- **Goal of the exercise**:
Every record must be output verbatim in the reply.

- **Source records**:
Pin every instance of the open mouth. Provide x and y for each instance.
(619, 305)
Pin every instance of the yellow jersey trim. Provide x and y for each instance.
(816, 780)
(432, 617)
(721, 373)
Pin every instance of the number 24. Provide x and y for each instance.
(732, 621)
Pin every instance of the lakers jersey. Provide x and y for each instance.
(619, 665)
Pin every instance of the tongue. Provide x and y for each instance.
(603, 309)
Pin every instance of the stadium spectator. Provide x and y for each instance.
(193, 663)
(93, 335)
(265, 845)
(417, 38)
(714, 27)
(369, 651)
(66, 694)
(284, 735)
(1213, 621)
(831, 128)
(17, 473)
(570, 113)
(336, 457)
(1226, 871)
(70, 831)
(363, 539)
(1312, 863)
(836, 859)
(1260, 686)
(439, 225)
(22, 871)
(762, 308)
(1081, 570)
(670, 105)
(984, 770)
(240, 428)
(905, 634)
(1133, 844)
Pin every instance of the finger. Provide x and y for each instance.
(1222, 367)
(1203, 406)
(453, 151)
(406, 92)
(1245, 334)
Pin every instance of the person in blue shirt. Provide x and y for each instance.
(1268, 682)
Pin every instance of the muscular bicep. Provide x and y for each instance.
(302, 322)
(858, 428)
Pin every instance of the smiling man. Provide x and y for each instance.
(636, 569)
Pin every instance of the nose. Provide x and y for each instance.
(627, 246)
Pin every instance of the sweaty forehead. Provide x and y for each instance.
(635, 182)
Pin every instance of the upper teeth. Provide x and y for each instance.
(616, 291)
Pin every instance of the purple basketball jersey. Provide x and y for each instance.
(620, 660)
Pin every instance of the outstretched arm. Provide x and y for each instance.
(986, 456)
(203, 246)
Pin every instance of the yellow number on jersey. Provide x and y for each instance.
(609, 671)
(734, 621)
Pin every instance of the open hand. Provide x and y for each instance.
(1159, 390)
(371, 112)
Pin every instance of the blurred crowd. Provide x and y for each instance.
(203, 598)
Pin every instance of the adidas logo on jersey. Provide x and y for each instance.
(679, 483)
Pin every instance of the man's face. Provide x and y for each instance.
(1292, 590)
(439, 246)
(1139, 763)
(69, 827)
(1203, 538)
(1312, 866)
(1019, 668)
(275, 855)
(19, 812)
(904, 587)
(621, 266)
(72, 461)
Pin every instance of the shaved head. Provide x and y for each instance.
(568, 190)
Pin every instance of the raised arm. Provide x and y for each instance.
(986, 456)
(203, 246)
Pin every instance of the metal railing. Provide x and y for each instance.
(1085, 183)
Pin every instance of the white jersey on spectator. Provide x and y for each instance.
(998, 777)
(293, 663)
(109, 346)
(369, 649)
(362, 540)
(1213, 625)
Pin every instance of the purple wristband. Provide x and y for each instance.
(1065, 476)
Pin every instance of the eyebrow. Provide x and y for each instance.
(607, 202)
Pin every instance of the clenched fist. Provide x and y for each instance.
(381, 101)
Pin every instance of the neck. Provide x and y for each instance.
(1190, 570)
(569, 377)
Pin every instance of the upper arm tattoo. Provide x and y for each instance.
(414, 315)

- **Solution below**:
Pin every instance of the open mouth. Provide x and y for each instance.
(619, 305)
Pin every instance of the yellow jersey trim. Provide x and y for each instance.
(816, 780)
(432, 617)
(721, 373)
Pin every instance of the number 24. Provide x and y for each instance.
(732, 621)
Pin every instance of the lakers jersey. Provide x and y for each instance.
(619, 665)
Pin every instance of the tongue. Provide x and y for each instance.
(603, 309)
Pin every instance of the stadium spectator. Provide x and y for each instance.
(193, 663)
(93, 335)
(265, 845)
(417, 38)
(714, 27)
(369, 651)
(66, 694)
(284, 735)
(1213, 621)
(831, 128)
(17, 473)
(570, 113)
(336, 457)
(1226, 871)
(70, 831)
(363, 539)
(1312, 863)
(836, 859)
(1260, 686)
(439, 225)
(22, 871)
(762, 308)
(1081, 570)
(670, 105)
(984, 770)
(240, 428)
(905, 634)
(1133, 844)
Pin every instance of the finger. Provide x and y for each instance.
(1222, 367)
(1203, 406)
(453, 151)
(406, 92)
(1245, 334)
Pin every instance of the person in blue shirt. Provide x and y for each instance.
(1268, 682)
Pin every instance of the muscular bicep. Provide x and y for each instance.
(302, 322)
(858, 428)
Pin every instance of the smiling man. Provide x and y for each instance.
(636, 569)
Pin every instance of the nose. Provide x and y for each instance.
(627, 246)
Pin every instance of the sweaty forehead. Provide x and y for each instance.
(635, 182)
Pin every instance of the upper teeth. Provide x and y for each instance.
(616, 291)
Pin every instance of the purple basketball jersey. Provide x and y for each instance.
(620, 660)
Pin every instance of the outstretched arm. Provide x and y for each instance.
(986, 456)
(203, 246)
Pin every instance of the yellow number on jersey. Provide x and y for each instance.
(609, 671)
(734, 621)
Pin every instance of the open hand. Provide x and y for each instance.
(1159, 390)
(371, 112)
Pin every instance of the blurred crowd. Provide x and y for each instance.
(203, 598)
Pin every instance of the adidas logo on jersey. Provide x and y for each instance.
(679, 483)
Pin every instance of the man's face. Provide x and y for each instance.
(1292, 590)
(439, 246)
(1139, 763)
(69, 827)
(1203, 538)
(1312, 866)
(1019, 668)
(275, 855)
(19, 812)
(904, 587)
(621, 266)
(72, 461)
Pin every instance of the shaved head. Provide x and y for each instance.
(568, 190)
Pin every instance of the raised arm. Provide x and y for each instance.
(986, 456)
(203, 246)
Pin every instance of the metal railing. Provide x and y for each instance.
(1085, 183)
Pin every instance of the white jersey on spectator. Provide x and y for each instance.
(998, 777)
(293, 663)
(109, 346)
(369, 649)
(362, 540)
(1213, 625)
Pin every instance of the purple wristband. Provide x and y for each instance.
(1065, 476)
Pin every instance of the eyebrow. Provide x and y for each instance.
(607, 202)
Pin every instance of the clenched fist. Provide x and y for each instance.
(381, 101)
Pin every instance of the neck. Provide x and y for each instance.
(1190, 570)
(569, 377)
Pin every instance of the upper arm tattoo. Provide x and y for each instance.
(414, 315)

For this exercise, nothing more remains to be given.